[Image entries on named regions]
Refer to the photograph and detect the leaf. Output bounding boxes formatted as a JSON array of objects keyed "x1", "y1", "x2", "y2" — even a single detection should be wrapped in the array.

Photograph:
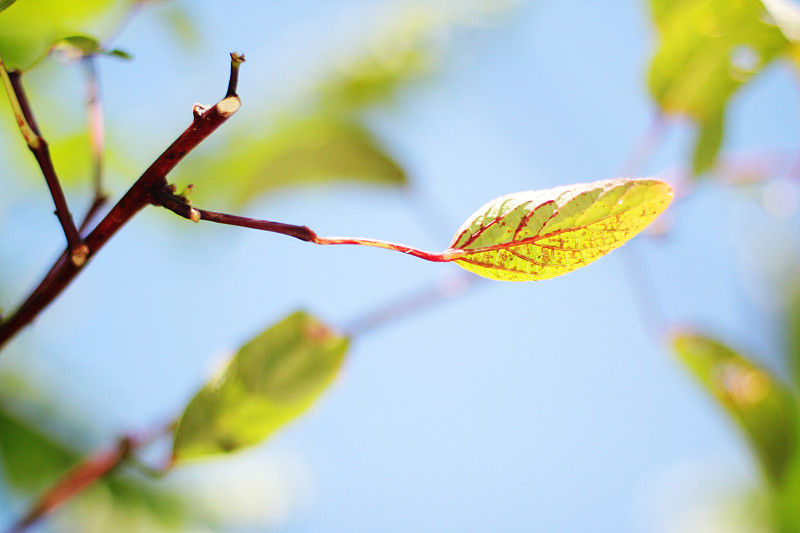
[
  {"x1": 648, "y1": 0, "x2": 793, "y2": 176},
  {"x1": 784, "y1": 282, "x2": 800, "y2": 389},
  {"x1": 0, "y1": 0, "x2": 130, "y2": 70},
  {"x1": 692, "y1": 110, "x2": 724, "y2": 176},
  {"x1": 443, "y1": 178, "x2": 672, "y2": 281},
  {"x1": 671, "y1": 331, "x2": 800, "y2": 484},
  {"x1": 179, "y1": 116, "x2": 407, "y2": 205},
  {"x1": 173, "y1": 312, "x2": 348, "y2": 460},
  {"x1": 0, "y1": 406, "x2": 186, "y2": 533},
  {"x1": 0, "y1": 0, "x2": 17, "y2": 11},
  {"x1": 51, "y1": 35, "x2": 102, "y2": 56},
  {"x1": 50, "y1": 35, "x2": 133, "y2": 60}
]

- Objective -
Swap "leaf" for "flower" throughout the entries above, changing nothing else. Leave the pictures out of your version.

- In response -
Refer to the photograph and detect the flower. Output bounding boxes formatted as a JSON array of objects keyed "x1", "y1", "x2", "y2" — even a single detection should be wrapped in the array.

Photograph:
[
  {"x1": 648, "y1": 0, "x2": 793, "y2": 176},
  {"x1": 784, "y1": 282, "x2": 800, "y2": 389},
  {"x1": 0, "y1": 0, "x2": 130, "y2": 70},
  {"x1": 692, "y1": 110, "x2": 724, "y2": 176},
  {"x1": 443, "y1": 178, "x2": 672, "y2": 281},
  {"x1": 671, "y1": 331, "x2": 800, "y2": 484},
  {"x1": 179, "y1": 116, "x2": 407, "y2": 205},
  {"x1": 173, "y1": 312, "x2": 348, "y2": 460},
  {"x1": 0, "y1": 406, "x2": 186, "y2": 533},
  {"x1": 0, "y1": 0, "x2": 17, "y2": 11},
  {"x1": 51, "y1": 35, "x2": 102, "y2": 56},
  {"x1": 50, "y1": 35, "x2": 133, "y2": 60}
]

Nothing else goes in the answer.